EXERCISE GOAL »
Reproduce the entries below verbatim, starting at the line that contains "Teacher note: please indicate the arched" and continuing through the last line of the entries, both ends included.
= = = = =
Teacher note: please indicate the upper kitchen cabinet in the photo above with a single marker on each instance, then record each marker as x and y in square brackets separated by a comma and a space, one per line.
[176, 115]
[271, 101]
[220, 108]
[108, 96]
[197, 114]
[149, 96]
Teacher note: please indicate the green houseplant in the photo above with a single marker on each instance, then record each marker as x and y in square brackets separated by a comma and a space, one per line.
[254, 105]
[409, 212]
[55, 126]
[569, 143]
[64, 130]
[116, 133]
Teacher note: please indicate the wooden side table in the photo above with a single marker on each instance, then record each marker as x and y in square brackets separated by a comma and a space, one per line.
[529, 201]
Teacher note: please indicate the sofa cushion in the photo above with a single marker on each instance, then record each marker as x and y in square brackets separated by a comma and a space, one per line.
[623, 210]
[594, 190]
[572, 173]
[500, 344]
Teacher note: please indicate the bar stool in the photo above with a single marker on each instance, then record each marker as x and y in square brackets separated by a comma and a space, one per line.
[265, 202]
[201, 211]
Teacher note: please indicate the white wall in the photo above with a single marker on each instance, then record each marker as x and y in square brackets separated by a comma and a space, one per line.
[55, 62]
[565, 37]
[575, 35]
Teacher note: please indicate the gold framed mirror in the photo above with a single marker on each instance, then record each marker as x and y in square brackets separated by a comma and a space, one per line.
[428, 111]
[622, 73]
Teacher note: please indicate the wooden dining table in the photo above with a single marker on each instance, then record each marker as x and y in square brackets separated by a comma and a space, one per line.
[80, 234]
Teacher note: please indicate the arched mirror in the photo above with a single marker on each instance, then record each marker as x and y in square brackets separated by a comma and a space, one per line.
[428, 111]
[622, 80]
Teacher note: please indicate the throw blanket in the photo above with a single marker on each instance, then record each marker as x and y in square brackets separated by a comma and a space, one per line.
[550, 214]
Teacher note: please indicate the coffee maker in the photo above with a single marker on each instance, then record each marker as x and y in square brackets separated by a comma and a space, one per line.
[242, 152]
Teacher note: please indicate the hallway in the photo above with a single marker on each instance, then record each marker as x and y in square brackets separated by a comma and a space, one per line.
= = = = =
THE REPLY »
Teacher note: please indicate the arched mirror in the photo above with a single marker on each instance, then record each marker as x and y in square brackets separated by a comma and a space, one per line.
[428, 111]
[622, 80]
Teacher note: please indicate the throw blanket in the photo above with a single marker on each instance, then record each marker as x and y in square brackets separated by a comma and a space, one per line.
[550, 214]
Teacher note: please indicate the coffee maker in the photo above with a single marker on each instance, then record each marker as x and y in square brackets separated by a comma and a space, one per line.
[242, 152]
Teacher note: please indicate the hallway in the photo above with a single marker on each instance, then record each marker as x and y in square brackets separated by a comma and a space, one per line.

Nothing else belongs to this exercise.